Problem statement: Restate the data below word for word, omitting pictures.

***** Extracted records

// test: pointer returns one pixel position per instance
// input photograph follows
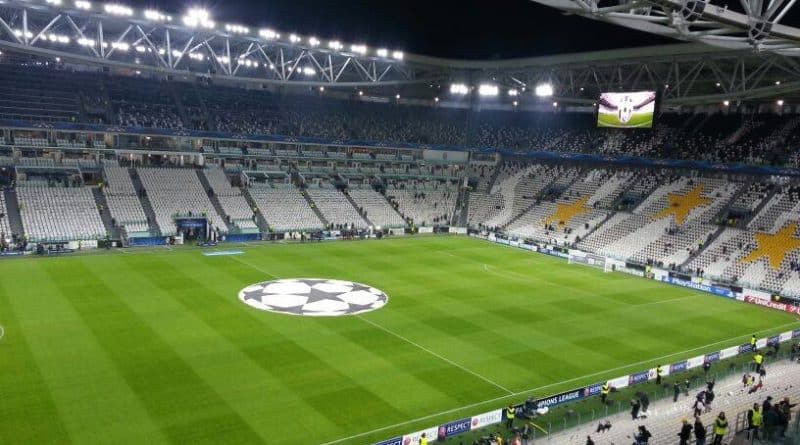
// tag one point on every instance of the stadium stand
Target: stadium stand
(178, 191)
(58, 213)
(285, 209)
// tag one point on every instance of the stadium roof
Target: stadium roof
(119, 37)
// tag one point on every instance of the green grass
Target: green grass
(154, 346)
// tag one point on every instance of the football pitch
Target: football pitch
(156, 346)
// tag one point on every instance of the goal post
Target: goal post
(589, 259)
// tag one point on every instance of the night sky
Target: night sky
(468, 29)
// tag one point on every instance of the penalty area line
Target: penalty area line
(539, 388)
(437, 355)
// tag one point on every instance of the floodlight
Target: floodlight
(268, 34)
(156, 16)
(459, 88)
(237, 29)
(544, 90)
(115, 9)
(487, 89)
(198, 17)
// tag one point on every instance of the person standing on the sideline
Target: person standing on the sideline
(604, 390)
(699, 432)
(686, 433)
(720, 428)
(758, 359)
(510, 416)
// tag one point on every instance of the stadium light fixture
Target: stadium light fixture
(487, 89)
(156, 16)
(359, 49)
(198, 17)
(116, 9)
(268, 34)
(544, 90)
(459, 89)
(237, 29)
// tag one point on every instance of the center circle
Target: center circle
(313, 297)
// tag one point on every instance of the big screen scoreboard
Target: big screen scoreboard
(626, 110)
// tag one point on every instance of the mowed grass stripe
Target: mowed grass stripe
(389, 356)
(185, 408)
(117, 414)
(314, 375)
(265, 403)
(28, 413)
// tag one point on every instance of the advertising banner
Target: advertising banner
(639, 377)
(413, 438)
(722, 292)
(558, 399)
(729, 352)
(677, 367)
(694, 362)
(454, 428)
(619, 382)
(771, 304)
(486, 419)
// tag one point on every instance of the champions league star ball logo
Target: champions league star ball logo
(313, 297)
(625, 110)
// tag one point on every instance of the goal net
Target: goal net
(591, 260)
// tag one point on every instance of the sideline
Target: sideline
(519, 393)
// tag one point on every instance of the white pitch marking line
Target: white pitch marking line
(440, 357)
(519, 393)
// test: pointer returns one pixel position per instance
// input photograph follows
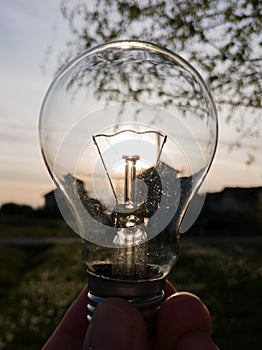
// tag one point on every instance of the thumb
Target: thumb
(116, 325)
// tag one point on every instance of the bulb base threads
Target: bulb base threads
(146, 296)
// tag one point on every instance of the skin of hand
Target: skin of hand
(183, 323)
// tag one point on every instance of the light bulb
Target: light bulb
(128, 131)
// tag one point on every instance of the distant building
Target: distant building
(50, 205)
(236, 200)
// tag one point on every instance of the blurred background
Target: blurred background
(41, 271)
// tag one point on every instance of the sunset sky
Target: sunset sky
(27, 29)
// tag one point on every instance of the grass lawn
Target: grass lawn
(37, 286)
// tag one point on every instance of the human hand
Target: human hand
(183, 323)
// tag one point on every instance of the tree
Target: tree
(220, 38)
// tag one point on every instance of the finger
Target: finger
(169, 289)
(70, 332)
(178, 315)
(196, 340)
(116, 325)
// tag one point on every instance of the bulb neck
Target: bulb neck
(146, 296)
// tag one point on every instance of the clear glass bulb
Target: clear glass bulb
(128, 131)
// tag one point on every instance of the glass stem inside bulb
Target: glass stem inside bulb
(130, 259)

**********

Task answer:
// test: pointer returns one pixel position per instance
// input photograph follows
// tag one point on every instance of the stadium stand
Target: stadium stand
(178, 191)
(58, 213)
(285, 209)
// tag one point on every instance of the stadium roof
Target: stadium roof
(119, 37)
// tag one point on every instance of the green grass
Target: green grass
(154, 346)
// tag one point on every instance of the football pitch
Target: football pitch
(156, 346)
// tag one point on every instance of the goal post
Target: goal post
(589, 259)
// tag one point on every instance of the night sky
Target: night sky
(468, 29)
// tag one point on every instance of the penalty area line
Target: penalty area line
(539, 388)
(437, 355)
// tag one point on every instance of the floodlight
Target: floodlight
(268, 34)
(156, 16)
(459, 88)
(237, 29)
(544, 90)
(115, 9)
(487, 89)
(198, 17)
// tag one point on every instance of the person standing on the sideline
Target: person standing on the sideline
(604, 390)
(699, 432)
(686, 433)
(720, 428)
(758, 359)
(510, 416)
// tag one point on every instance of the stadium light fixture
Target: stadium light fixture
(487, 89)
(156, 16)
(359, 49)
(198, 17)
(116, 9)
(268, 34)
(544, 90)
(459, 89)
(237, 29)
// tag one point on every instance of the center circle
Target: center circle
(313, 297)
// tag one point on every instance of the big screen scoreboard
Target: big screen scoreboard
(626, 110)
// tag one point on every instance of the mowed grass stripe
Target: mowed grass stripe
(389, 356)
(185, 408)
(117, 414)
(314, 375)
(265, 403)
(28, 413)
// tag one point on every instance of the advertising banner
Target: advertising banner
(639, 377)
(413, 438)
(722, 292)
(558, 399)
(729, 352)
(677, 367)
(694, 362)
(454, 428)
(619, 382)
(771, 304)
(486, 419)
// tag one point on every instance of the champions league star ball logo
Target: champions league star ball logo
(313, 297)
(625, 110)
// tag one point on every instance of the goal net
Target: goal net
(591, 260)
// tag one point on every instance of the sideline
Target: sideline
(519, 393)
// tag one point on every instance of the white pitch marking line
Target: white pitch marking line
(440, 357)
(519, 393)
// test: pointer returns one pixel position per instance
// input photograph follows
// tag one point on every instance of the thumb
Target: thumb
(116, 325)
// tag one point on every instance of the bulb base threads
Target: bulb base threads
(146, 296)
// tag one point on every instance of the skin of hand
Target: skin of hand
(183, 323)
// tag one point on every instance of the light bulb
Target: light bulb
(128, 131)
// tag one point on every instance of the distant building
Target: distant building
(50, 205)
(236, 200)
// tag one point on every instance of the blurred background
Target: blurred background
(41, 271)
// tag one point on every instance of the sunset sky
Target: sunset sky
(27, 29)
// tag one point on every instance of the grass lawn
Target: grass lawn
(37, 286)
// tag one point on every instance of the human hand
Target: human hand
(183, 323)
// tag one point on every instance of the tree
Target: tree
(220, 38)
// tag one point on every instance of the finger
Target: finger
(169, 289)
(70, 332)
(178, 315)
(196, 340)
(116, 325)
// tag one point on every instance of the bulb neck
Target: bulb neck
(146, 296)
// tag one point on every instance of the clear glass bulb
Target: clear glass bulb
(128, 131)
// tag one point on every instance of the glass stem inside bulb
Target: glass stem inside bulb
(130, 259)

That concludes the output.